**TASK DETAILS**
Note every line in the entries that contains the string "neck", and copy it.

(Beginning of RECORDS SUPPLIED)

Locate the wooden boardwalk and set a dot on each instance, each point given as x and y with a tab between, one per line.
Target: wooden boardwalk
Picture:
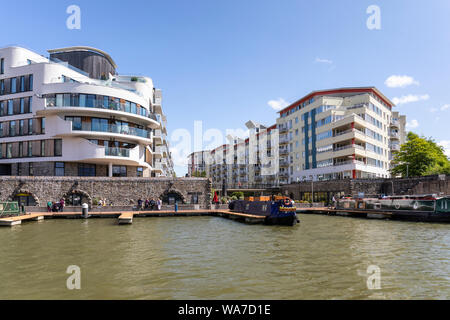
126	217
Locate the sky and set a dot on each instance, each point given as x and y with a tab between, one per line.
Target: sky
224	62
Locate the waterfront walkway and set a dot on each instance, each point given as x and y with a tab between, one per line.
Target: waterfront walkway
127	216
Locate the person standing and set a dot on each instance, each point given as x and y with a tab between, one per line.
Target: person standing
159	203
62	203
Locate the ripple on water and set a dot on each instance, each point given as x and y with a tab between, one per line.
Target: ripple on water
205	257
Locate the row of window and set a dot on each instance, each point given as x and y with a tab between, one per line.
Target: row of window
94	101
16	84
28	149
24	127
16	106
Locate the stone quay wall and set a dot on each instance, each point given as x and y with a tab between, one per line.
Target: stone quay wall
436	184
118	191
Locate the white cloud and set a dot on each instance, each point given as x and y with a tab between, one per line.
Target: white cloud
410	98
278	104
446	145
413	124
319	60
396	81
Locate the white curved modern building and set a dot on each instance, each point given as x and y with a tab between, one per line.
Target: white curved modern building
72	115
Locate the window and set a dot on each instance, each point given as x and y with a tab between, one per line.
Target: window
13	85
30	127
58	147
86	170
20	149
10	107
30	149
59	169
22	105
30	82
9	150
12	128
21	124
22	84
119	171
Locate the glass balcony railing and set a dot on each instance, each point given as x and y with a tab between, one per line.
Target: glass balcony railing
111	129
117	152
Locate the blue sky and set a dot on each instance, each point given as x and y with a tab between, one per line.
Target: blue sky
223	61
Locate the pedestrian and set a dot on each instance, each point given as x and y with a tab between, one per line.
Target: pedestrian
152	204
61	205
159	203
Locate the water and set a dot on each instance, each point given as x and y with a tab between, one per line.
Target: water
214	258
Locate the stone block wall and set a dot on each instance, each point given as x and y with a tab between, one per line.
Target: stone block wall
118	191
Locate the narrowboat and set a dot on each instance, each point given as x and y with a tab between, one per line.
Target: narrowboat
427	208
277	211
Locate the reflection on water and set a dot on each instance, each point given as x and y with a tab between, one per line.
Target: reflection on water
213	258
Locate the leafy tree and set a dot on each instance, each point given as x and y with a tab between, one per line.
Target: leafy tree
420	156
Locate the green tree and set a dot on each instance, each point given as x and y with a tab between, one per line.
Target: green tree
420	156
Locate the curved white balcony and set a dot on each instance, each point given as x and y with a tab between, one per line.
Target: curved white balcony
61	128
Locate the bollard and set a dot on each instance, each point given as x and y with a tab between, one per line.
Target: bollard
85	210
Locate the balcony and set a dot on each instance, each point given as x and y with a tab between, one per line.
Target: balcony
117	152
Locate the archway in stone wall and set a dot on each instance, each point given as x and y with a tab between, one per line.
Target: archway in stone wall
77	197
25	197
171	195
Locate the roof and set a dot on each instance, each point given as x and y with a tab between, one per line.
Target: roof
84	48
336	91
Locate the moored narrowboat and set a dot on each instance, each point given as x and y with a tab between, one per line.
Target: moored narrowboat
277	211
427	208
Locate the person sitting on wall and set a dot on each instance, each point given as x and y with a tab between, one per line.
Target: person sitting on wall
62	203
152	204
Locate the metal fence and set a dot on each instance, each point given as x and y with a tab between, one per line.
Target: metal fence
9	209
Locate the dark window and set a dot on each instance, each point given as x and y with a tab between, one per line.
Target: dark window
30	150
12	128
22	83
13	85
86	170
21	125
58	147
59	169
30	82
119	171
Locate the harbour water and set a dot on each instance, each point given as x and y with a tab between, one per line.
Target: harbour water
213	258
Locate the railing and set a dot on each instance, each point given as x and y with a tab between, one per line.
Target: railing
112	128
99	104
117	152
9	208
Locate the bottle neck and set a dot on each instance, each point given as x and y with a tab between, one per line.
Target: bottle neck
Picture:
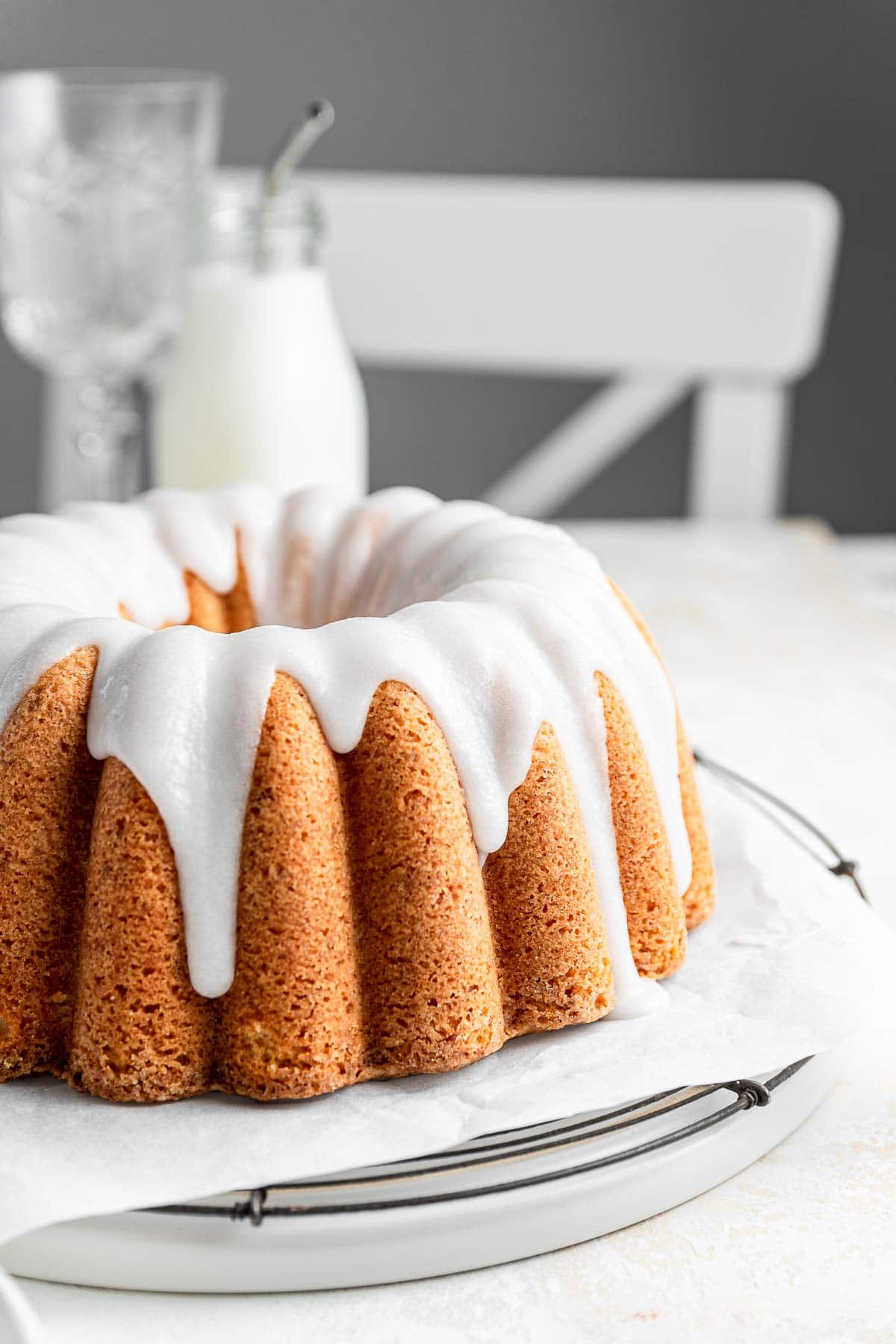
237	230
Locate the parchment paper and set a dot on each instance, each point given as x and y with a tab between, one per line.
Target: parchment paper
790	964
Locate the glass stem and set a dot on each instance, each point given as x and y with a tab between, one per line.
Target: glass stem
107	438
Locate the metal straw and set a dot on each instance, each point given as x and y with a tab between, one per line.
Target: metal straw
290	149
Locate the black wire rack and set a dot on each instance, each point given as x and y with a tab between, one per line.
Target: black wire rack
492	1163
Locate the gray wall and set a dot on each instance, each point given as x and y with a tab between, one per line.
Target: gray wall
615	87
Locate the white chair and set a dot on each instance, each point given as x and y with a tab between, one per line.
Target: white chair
665	288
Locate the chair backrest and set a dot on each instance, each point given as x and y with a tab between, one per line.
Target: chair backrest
665	288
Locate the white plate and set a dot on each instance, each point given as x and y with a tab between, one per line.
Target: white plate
496	1199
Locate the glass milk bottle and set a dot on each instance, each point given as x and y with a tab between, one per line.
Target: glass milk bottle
261	385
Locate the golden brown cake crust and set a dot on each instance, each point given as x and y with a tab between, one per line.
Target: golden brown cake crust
700	897
546	914
47	791
290	1024
370	941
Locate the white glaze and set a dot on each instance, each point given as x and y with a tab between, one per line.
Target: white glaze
497	623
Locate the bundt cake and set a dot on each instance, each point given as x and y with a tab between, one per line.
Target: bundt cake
296	793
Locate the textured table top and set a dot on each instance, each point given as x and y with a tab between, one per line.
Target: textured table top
782	644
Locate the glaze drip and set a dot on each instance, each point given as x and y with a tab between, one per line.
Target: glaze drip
497	623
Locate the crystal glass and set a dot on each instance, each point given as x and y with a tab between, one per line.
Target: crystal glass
100	171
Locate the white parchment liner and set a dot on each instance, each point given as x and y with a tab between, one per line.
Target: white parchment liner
790	964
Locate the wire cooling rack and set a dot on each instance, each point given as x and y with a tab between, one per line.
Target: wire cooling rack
538	1155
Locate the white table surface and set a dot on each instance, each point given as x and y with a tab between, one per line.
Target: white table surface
782	643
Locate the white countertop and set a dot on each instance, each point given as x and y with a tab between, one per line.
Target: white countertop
782	644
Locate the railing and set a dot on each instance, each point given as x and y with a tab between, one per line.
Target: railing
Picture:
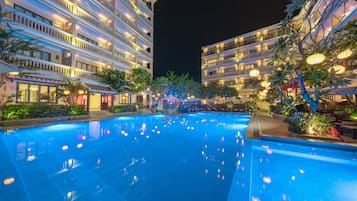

(End of RECORDS SUPPLIED)

**EXERCISE ANSWER**
Locate the bottle neck and set a dot on each instance, each point given as x and y with a tab between, one per line.
Target: bottle neck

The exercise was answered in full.